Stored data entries
_ _ _ _
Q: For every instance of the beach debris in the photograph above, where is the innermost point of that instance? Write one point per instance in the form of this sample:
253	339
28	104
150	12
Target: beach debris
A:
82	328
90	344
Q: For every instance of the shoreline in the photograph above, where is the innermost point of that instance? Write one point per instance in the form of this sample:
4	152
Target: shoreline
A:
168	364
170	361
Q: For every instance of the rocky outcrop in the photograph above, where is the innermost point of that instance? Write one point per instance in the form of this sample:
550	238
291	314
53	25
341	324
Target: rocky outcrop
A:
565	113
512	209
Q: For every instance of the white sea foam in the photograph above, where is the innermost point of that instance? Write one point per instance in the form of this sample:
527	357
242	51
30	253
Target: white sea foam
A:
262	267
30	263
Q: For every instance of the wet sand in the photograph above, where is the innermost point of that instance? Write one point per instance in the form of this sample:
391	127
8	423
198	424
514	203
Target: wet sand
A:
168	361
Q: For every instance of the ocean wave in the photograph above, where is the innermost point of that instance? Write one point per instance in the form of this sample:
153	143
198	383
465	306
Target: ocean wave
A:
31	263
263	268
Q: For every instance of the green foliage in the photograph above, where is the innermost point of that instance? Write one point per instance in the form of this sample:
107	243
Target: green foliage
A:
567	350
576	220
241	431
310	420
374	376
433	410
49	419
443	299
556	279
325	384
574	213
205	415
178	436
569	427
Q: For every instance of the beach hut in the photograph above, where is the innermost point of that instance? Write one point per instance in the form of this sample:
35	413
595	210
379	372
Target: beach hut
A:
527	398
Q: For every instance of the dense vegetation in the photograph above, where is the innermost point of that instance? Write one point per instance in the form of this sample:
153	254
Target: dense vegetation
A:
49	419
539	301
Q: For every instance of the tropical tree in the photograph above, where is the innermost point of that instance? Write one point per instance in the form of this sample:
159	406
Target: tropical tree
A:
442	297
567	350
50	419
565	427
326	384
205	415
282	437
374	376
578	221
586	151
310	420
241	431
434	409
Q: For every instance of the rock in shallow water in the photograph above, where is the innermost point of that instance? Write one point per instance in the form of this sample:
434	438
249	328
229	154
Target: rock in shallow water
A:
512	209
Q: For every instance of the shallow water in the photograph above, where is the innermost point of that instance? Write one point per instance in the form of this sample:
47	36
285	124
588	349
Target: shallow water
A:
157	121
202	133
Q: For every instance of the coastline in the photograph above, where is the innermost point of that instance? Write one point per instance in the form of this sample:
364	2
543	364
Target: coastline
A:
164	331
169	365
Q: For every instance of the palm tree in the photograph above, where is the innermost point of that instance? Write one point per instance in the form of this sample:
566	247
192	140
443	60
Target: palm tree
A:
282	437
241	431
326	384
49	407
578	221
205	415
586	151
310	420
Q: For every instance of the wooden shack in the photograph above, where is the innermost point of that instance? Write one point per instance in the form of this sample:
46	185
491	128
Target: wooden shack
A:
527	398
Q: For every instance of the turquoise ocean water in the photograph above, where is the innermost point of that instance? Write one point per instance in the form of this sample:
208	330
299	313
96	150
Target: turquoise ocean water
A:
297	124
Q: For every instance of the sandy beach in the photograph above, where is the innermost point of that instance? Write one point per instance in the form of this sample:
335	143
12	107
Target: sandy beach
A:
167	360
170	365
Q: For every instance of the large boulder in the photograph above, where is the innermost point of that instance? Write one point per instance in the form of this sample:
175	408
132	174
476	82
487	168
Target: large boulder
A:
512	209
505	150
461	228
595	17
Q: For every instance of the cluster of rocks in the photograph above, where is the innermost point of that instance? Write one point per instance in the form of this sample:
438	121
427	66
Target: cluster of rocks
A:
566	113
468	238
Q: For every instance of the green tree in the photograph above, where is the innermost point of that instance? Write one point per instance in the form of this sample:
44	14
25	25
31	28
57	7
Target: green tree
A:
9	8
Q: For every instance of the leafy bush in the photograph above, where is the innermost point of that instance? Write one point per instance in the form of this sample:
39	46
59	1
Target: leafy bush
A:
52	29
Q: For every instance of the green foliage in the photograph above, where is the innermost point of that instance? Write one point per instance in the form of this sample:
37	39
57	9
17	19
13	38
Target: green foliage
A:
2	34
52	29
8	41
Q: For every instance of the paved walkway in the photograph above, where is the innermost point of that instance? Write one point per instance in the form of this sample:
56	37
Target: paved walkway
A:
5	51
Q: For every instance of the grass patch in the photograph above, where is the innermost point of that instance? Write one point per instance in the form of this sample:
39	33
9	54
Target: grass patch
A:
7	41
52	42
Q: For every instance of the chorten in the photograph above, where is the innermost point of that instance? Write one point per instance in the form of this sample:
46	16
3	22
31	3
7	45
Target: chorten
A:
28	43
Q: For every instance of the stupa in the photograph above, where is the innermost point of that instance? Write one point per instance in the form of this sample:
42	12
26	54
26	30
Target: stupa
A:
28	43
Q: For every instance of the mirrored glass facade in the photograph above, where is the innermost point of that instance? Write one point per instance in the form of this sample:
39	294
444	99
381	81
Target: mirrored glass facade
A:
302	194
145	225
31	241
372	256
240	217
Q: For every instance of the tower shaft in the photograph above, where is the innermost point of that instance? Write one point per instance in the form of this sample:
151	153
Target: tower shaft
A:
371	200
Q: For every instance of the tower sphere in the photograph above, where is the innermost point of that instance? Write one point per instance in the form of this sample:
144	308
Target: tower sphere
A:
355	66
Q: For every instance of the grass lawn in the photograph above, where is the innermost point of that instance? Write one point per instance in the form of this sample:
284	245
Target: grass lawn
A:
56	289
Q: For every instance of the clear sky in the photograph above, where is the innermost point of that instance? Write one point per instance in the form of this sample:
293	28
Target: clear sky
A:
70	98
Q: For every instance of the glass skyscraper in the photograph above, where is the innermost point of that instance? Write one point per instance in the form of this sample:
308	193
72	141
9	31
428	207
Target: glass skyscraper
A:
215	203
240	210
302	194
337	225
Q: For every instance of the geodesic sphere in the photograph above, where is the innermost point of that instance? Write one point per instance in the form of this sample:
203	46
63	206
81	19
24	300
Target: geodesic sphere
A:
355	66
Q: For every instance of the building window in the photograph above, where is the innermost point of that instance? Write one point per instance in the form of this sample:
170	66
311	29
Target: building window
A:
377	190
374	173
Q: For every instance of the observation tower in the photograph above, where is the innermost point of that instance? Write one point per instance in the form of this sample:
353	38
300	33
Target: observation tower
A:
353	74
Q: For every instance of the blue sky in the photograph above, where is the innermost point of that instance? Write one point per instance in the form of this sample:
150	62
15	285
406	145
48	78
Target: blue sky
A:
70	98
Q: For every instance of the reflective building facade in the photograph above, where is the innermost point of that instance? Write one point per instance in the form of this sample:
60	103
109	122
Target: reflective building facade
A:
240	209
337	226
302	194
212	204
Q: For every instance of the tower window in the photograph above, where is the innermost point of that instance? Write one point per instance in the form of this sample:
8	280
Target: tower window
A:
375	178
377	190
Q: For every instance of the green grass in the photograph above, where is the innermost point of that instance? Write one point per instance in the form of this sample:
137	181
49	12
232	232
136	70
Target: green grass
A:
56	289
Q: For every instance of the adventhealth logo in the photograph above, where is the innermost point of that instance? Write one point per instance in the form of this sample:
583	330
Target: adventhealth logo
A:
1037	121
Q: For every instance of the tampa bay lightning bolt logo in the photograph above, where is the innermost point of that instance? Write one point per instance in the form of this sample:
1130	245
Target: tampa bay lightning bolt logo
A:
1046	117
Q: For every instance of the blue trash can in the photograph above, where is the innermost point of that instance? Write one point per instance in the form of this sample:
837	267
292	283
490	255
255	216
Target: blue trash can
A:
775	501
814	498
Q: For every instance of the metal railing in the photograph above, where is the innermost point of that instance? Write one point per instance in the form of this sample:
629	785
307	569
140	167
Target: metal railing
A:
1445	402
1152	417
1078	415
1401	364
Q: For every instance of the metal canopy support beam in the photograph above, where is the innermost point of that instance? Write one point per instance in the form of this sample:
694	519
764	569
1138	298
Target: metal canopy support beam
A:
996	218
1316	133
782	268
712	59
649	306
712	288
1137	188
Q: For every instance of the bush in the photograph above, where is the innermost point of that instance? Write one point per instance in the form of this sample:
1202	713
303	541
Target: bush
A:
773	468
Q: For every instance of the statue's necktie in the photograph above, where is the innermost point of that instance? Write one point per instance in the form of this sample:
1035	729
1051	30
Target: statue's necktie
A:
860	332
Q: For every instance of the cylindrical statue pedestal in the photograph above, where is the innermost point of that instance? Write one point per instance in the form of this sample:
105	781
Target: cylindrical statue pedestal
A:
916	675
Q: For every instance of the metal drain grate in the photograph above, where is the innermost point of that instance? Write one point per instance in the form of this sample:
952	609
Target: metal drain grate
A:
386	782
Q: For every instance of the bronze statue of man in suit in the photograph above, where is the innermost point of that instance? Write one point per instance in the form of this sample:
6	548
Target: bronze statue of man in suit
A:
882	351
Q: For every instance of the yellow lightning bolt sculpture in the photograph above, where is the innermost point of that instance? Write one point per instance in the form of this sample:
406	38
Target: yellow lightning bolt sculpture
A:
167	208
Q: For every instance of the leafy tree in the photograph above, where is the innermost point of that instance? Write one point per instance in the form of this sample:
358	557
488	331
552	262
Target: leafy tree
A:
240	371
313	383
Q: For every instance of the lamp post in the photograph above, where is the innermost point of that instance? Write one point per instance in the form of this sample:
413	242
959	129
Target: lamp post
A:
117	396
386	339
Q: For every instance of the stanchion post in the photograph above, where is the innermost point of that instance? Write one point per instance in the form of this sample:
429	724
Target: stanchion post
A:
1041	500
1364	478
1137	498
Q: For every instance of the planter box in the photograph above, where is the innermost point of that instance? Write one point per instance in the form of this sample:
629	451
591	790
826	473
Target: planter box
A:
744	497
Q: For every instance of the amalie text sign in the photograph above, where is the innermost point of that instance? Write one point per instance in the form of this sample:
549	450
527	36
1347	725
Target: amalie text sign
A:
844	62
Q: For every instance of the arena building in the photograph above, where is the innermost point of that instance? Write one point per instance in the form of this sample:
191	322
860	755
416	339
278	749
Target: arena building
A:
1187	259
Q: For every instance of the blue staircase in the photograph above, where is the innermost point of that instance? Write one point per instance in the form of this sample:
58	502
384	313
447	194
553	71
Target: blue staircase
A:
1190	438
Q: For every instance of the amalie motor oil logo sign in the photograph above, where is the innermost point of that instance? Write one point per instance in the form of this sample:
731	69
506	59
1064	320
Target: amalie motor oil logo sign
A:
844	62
_ _ _ _
*Your instructions:*
Nothing but the lines from the one with "Q: For every instance of the arena" through the end of the data above should be reproduced, each exactly, both ends included.

*Written solution:*
Q: For every instance of the arena building in the photograph above, where is the innermost point of that instance? Write one point per instance in the form of this sample:
191	322
860	755
416	339
278	749
Target: arena building
A:
1187	259
Q: For every instance of the blue staircase in the photograph above, where is the innermost point of that instance? Write one point per instance in the form of this sample:
58	502
384	313
447	194
553	71
Target: blue staircase
A:
1190	438
Q: For every instance of the amalie motor oil logo sign in the photograph above, where is the innermost point of that instance? Write one point per instance in the form of this sample:
731	69
506	59
1064	320
Target: amalie motor oil logo sign
A:
844	62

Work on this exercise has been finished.